[Labels for object points]
╭──
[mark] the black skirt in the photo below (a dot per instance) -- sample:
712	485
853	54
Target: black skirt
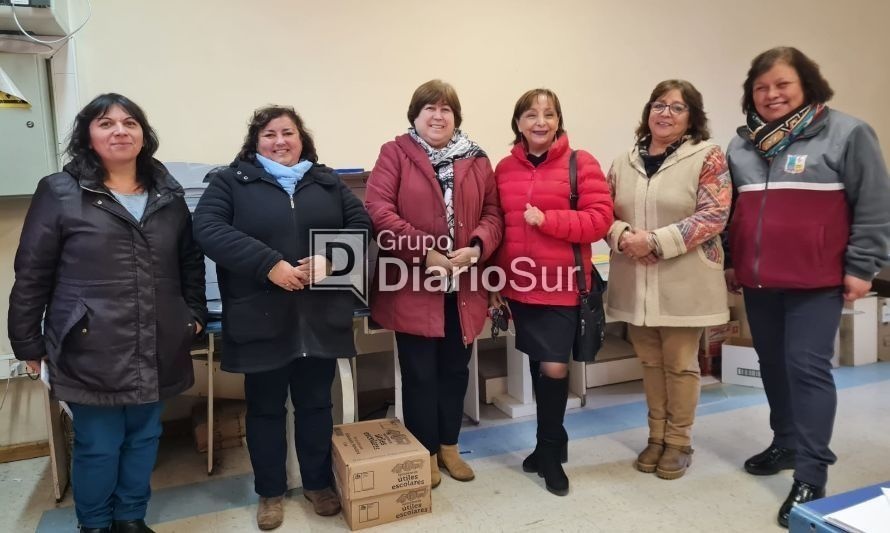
545	333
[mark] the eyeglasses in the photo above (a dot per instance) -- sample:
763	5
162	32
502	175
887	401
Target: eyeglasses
500	319
675	109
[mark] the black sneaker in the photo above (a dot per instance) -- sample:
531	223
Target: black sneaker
771	461
800	493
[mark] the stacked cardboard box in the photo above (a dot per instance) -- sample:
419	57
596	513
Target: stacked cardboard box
382	473
712	341
884	329
228	424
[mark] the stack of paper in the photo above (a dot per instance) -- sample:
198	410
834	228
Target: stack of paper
870	516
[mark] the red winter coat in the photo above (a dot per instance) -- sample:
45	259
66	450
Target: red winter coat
542	256
407	208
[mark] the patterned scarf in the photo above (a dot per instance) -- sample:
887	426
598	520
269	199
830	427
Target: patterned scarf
442	159
773	137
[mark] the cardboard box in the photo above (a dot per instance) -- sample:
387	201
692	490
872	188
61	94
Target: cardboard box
378	457
709	365
740	364
383	508
859	332
229	426
713	336
884	329
738	313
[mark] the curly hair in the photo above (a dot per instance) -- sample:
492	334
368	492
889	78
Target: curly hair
525	102
816	89
87	162
261	118
698	119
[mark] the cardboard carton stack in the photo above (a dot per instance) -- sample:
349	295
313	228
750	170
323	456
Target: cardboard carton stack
711	347
382	473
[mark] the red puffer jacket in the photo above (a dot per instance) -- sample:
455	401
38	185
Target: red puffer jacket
538	261
406	206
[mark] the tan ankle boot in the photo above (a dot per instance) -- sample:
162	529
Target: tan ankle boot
648	458
449	459
435	476
324	501
270	512
674	461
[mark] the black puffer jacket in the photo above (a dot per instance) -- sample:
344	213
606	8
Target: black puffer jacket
121	297
246	222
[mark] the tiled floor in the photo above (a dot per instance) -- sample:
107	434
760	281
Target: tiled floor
607	494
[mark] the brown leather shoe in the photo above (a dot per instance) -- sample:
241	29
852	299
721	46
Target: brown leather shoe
674	461
449	459
324	501
435	475
647	461
270	512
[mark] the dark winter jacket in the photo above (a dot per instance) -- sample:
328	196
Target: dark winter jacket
246	223
120	296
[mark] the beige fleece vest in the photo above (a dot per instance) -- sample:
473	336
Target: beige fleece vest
685	288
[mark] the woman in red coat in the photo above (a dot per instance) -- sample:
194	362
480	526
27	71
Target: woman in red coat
537	256
433	203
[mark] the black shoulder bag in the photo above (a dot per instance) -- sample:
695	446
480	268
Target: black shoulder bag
591	316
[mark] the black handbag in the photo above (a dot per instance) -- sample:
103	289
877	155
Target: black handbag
591	330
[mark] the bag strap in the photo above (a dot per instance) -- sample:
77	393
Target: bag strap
573	203
576	248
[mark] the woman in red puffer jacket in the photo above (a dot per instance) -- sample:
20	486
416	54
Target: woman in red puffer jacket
537	257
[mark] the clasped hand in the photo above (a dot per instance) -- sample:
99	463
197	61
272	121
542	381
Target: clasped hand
309	270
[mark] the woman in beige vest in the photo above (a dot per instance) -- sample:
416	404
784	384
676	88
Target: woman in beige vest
672	195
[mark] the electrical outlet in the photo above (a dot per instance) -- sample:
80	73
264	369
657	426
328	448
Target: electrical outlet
11	367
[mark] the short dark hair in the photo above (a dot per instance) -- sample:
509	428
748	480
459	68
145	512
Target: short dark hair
525	102
815	88
87	162
261	118
432	92
698	119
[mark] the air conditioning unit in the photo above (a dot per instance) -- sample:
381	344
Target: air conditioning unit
37	17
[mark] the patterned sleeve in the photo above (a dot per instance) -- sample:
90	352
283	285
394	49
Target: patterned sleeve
712	205
711	210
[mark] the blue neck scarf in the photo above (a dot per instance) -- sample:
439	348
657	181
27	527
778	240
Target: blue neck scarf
287	177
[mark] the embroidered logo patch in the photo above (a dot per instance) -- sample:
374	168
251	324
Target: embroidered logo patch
795	164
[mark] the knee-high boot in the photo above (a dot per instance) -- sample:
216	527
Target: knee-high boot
552	436
530	463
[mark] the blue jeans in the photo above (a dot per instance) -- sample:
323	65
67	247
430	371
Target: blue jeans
115	449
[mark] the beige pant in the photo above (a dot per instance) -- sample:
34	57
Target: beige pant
671	379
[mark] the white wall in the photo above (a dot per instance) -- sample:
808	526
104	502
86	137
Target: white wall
349	67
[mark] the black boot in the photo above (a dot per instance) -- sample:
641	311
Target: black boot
130	526
552	437
800	493
530	464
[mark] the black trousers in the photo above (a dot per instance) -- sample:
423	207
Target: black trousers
794	335
434	381
309	380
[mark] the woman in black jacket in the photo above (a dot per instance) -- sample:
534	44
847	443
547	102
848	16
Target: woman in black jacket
107	255
255	221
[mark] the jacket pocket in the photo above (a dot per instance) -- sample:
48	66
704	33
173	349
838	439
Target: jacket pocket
711	253
260	316
58	330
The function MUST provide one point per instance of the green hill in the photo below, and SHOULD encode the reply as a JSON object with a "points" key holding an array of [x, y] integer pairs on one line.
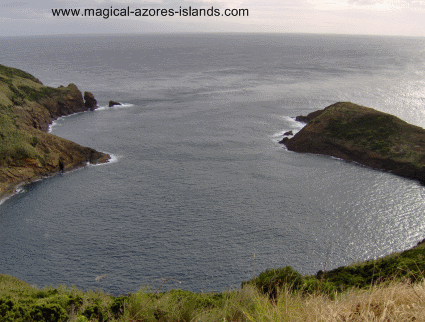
{"points": [[364, 135], [27, 151]]}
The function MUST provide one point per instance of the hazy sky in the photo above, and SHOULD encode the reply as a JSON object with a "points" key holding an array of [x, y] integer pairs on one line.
{"points": [[372, 17]]}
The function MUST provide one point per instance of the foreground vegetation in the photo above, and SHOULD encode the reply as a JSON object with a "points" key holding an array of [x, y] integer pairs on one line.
{"points": [[387, 289]]}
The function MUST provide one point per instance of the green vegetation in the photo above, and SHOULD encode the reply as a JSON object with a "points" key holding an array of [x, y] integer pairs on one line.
{"points": [[15, 145], [27, 152], [386, 289], [357, 133], [370, 131]]}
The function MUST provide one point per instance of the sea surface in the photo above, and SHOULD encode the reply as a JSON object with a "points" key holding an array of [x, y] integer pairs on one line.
{"points": [[199, 192]]}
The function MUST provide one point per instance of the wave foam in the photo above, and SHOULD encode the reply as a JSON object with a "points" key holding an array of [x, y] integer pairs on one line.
{"points": [[123, 105]]}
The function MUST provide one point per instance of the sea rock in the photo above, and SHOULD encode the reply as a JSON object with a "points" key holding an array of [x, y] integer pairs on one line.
{"points": [[113, 103], [28, 118], [284, 140], [309, 117], [89, 101]]}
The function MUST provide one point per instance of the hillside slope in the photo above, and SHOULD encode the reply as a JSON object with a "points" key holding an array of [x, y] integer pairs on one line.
{"points": [[27, 107], [364, 135]]}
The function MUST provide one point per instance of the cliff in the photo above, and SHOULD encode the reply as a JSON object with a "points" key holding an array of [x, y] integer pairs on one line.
{"points": [[27, 107], [364, 135]]}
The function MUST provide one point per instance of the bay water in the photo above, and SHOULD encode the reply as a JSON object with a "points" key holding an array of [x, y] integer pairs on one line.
{"points": [[198, 189]]}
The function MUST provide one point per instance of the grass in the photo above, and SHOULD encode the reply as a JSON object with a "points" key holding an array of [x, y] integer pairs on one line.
{"points": [[387, 289], [395, 301]]}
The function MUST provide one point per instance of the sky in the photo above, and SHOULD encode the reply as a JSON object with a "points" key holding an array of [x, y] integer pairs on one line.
{"points": [[364, 17]]}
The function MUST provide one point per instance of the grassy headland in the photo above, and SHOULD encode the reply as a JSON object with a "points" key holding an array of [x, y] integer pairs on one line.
{"points": [[27, 151], [386, 289], [364, 135]]}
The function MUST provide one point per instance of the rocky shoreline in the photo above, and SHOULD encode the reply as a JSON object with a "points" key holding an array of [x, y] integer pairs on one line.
{"points": [[363, 135], [27, 108]]}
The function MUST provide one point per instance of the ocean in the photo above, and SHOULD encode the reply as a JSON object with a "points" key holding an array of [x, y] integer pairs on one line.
{"points": [[199, 193]]}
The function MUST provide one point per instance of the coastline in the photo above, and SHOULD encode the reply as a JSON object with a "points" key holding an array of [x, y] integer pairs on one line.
{"points": [[29, 152], [365, 136]]}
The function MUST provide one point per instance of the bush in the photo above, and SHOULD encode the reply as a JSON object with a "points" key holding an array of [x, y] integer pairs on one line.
{"points": [[49, 312], [272, 279]]}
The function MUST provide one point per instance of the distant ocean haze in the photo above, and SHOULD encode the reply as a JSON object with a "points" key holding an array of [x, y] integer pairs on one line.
{"points": [[199, 189]]}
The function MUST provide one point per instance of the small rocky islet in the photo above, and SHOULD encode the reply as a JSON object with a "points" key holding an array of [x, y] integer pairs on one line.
{"points": [[364, 135]]}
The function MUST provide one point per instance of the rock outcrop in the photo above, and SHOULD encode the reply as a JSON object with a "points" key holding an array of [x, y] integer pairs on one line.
{"points": [[366, 136], [89, 101], [27, 151], [113, 103]]}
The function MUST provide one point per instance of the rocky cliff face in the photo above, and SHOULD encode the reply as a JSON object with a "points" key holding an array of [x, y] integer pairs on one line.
{"points": [[364, 135], [27, 107]]}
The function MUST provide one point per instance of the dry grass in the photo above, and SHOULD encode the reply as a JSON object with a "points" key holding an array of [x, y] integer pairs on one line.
{"points": [[398, 301]]}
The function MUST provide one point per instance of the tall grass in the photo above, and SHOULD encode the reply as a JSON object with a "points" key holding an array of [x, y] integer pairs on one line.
{"points": [[394, 301]]}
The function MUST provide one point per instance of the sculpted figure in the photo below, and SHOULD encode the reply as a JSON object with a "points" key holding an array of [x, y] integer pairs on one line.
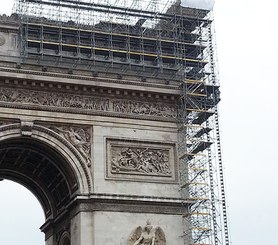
{"points": [[147, 236]]}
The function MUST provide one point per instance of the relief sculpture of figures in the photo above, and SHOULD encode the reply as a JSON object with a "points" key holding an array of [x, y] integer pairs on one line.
{"points": [[79, 138], [146, 161], [147, 236]]}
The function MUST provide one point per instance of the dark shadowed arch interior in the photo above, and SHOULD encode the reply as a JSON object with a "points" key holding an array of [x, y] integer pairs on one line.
{"points": [[41, 169]]}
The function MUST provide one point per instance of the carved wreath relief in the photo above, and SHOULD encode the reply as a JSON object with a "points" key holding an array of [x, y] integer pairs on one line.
{"points": [[140, 160], [147, 236]]}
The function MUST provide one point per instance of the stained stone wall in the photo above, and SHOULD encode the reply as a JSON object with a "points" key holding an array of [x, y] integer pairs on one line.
{"points": [[118, 136]]}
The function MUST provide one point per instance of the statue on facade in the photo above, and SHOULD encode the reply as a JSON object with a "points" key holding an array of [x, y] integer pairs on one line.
{"points": [[147, 236]]}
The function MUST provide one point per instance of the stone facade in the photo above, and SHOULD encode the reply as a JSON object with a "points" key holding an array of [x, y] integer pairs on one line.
{"points": [[109, 146]]}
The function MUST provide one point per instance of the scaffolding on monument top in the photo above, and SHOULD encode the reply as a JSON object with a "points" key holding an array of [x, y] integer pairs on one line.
{"points": [[157, 38]]}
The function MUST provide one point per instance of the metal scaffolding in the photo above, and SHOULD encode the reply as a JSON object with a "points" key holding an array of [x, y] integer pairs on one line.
{"points": [[151, 39]]}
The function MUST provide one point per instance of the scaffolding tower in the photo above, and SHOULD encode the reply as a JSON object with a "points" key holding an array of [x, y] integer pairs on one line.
{"points": [[158, 40]]}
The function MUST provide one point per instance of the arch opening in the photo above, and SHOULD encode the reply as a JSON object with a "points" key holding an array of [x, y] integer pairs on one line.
{"points": [[41, 169], [21, 215]]}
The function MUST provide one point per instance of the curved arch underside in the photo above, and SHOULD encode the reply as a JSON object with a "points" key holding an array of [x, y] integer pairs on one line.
{"points": [[41, 169]]}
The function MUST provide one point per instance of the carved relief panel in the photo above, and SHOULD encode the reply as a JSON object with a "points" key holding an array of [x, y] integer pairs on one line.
{"points": [[140, 160]]}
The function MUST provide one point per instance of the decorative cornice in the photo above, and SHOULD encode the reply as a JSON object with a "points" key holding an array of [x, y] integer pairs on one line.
{"points": [[132, 204], [106, 105]]}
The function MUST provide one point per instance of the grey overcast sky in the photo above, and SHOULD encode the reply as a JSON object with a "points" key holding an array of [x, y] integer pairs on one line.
{"points": [[246, 32]]}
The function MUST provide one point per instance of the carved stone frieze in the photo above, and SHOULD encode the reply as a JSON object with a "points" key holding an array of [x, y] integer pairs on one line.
{"points": [[80, 138], [147, 235], [86, 104], [140, 160]]}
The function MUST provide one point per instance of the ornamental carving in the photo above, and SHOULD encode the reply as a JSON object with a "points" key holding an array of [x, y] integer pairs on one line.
{"points": [[86, 104], [140, 160], [79, 137], [147, 235]]}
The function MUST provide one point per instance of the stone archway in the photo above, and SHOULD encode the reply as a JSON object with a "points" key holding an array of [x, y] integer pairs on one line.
{"points": [[50, 167]]}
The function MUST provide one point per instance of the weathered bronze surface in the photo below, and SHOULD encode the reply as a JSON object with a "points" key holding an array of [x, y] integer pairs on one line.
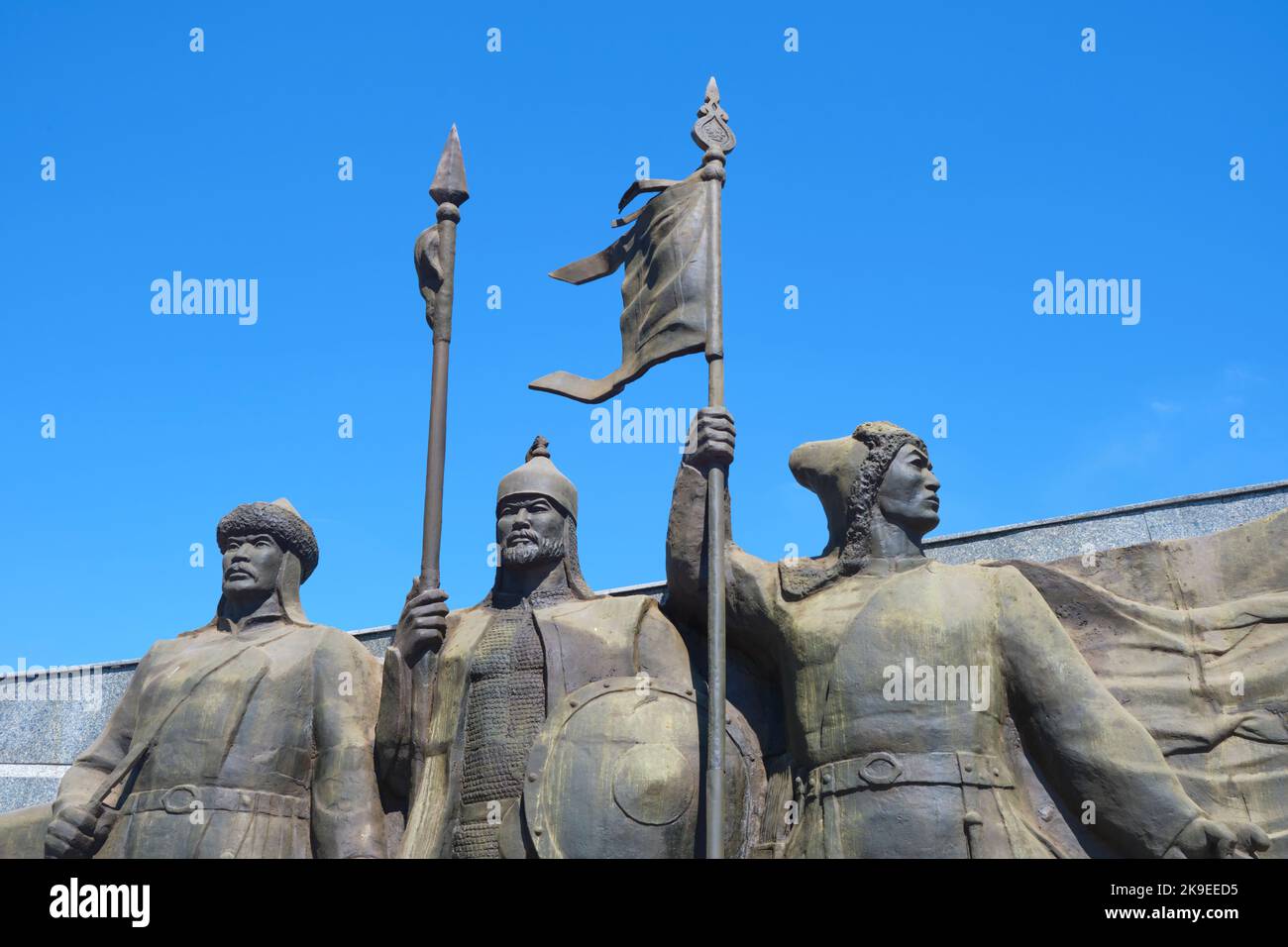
{"points": [[557, 722], [892, 762], [249, 737]]}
╰──
#### Work instructions:
Copy everything from the line that contains "The function MUST provide one point per instance of the curved" down to the last of the lines, swapping "encode" for "format" and leaving all else unchanged. Leave the pictures out.

#### Answer to this task:
The function MUST provide one point per instance of the curved arch underside in the photo above, and SHOULD format the reply as a JSON object with a "points" key holding an array of [x, y] integer pairs on one line.
{"points": [[41, 169]]}
The function MUST provide one point per instance of the carved relief panel in the photo above, and SHOULD format the reply as a JSON object with a "points" key holding an array of [x, y] integer pairs on one line.
{"points": [[140, 160]]}
The function MUST provide one point per instance of the decorative cornice in the photo above, and SHOULD format the reply as a JSON object with a "points" key holding an array of [x, y] integer pairs on one line.
{"points": [[132, 204], [106, 105]]}
The function MUST provide one point per instance of the grey overcast sky in the photo above, and SHOULD format the reply as a JSON object with a "points" key holding an array of [x, y] integer pairs on one line.
{"points": [[246, 32]]}
The function MUST provide one point per instance of the carved stone frieze in the photo above, and SHOULD format the reply as a JSON object with a "points" key holding an array of [x, y] integer pairs on one line.
{"points": [[80, 138], [147, 235], [86, 104], [140, 160]]}
The function MUST provide one point per instance of the ornamental carving in the photo above, and SHOULD format the reply as a JSON object with a "points" key holding an array of [x, y] integer pairs on one line.
{"points": [[86, 104], [140, 160], [79, 137], [147, 235]]}
The function MUST provide one point per instance of the stone archway in the photo above, and SHOULD format the reply as a JSON object with a "points" key holding an array of [x, y] integer pairs on one line.
{"points": [[50, 167]]}
The function MUST provide one point per instance of the weathered bronze surface in the photo below, and SHOULD format the reply as a JSON object with a "points" key holding an array of [x, y] integer pairs on one line.
{"points": [[557, 722], [892, 762], [249, 737]]}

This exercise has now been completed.